__ACTIVITY__.
Please answer these questions using the upsert text below.
1. In which MySQL version was VALUES(col) deprecated?
2. In which version did PostgreSQL add MERGE?
3. Since which SQL Server release has MERGE been GA?

(GIVEN PASSAGE)

ON CONFLICT (col) — names the unique key that triggers conflict resolution.
DO UPDATE SET … — the update clause; EXCLUDED.col references the values from the attempted insert.
DO NOTHING — skip the row instead of updating; useful for idempotent inserts.
insert on conflict postgres is the most-searched form of this pattern.

MySQL INSERT … ON DUPLICATE KEY UPDATE.

INSERT INTO users (email, name, last_login)
VALUES ('alice@example.com', 'Alice', NOW())
ON DUPLICATE KEY UPDATE
    name       = VALUES(name),
    last_login = VALUES(last_login);

ON DUPLICATE KEY — fires when any unique key would be violated.
VALUES(col) — references the value from the attempted insert (deprecated in MySQL 8.0.20+; replaced by AS new SET col = new.col).
Modern MySQL — INSERT INTO users (…) VALUES (…) AS new ON DUPLICATE KEY UPDATE col = new.col.

SQL Server / Oracle / Snowflake MERGE INTO.

MERGE INTO users AS target
USING (VALUES ('alice@example.com', 'Alice', CURRENT_TIMESTAMP)) AS src(email, name, last_login)
   ON target.email = src.email
WHEN MATCHED THEN
    UPDATE SET name = src.name, last_login = src.last_login
WHEN NOT MATCHED THEN
    INSERT (email, name, last_login) VALUES (src.email, src.name, src.last_login);

MERGE INTO target USING source ON predicate — ANSI-standard merge.
WHEN MATCHED THEN UPDATE — runs when the predicate matches.
WHEN NOT MATCHED THEN INSERT — runs when the predicate doesn't match.
WHEN NOT MATCHED BY SOURCE THEN DELETE (SQL Server) — full three-way merge.
merge into sql server has been GA since SQL Server 2008; PostgreSQL added MERGE in 15.

Snowflake / BigQuery MERGE.

Snowflake — uses the same MERGE INTO syntax as SQL Server; very common in cloud warehouse interviews.
BigQuery — MERGE with the same shape; used heavily in slowly-changing-dimension (SCD) Type 2 pipelines.

The use cases that demand UPSERT.

Idempotent ingest — re-running a pipeline must not double-insert.
Slowly-changing dimensions — customer dimension updates without losing history (combine MERGE with effective-date columns).

(End GIVEN PASSAGE)
(GIVEN INFORMATION)

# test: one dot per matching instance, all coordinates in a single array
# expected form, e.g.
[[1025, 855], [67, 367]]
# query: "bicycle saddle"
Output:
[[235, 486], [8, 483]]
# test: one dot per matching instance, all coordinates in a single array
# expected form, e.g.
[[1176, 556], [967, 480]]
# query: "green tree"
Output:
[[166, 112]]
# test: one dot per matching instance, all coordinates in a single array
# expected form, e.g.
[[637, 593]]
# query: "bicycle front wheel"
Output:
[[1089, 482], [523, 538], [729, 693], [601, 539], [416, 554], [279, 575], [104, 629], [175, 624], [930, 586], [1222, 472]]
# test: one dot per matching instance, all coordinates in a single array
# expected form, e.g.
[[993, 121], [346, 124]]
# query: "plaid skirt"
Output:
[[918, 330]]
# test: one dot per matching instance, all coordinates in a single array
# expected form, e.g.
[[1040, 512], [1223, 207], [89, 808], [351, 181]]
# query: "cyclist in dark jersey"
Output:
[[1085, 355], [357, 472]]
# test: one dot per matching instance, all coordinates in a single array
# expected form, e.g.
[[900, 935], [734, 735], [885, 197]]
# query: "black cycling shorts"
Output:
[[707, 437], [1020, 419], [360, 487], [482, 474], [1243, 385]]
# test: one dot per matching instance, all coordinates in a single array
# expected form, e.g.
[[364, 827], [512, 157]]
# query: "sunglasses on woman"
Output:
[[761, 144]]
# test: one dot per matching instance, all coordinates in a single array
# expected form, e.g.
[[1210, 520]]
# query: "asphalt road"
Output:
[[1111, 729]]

(End GIVEN INFORMATION)

__TASK ANSWER__.
1. MySQL 8.0.20
2. PostgreSQL 15
3. SQL Server 2008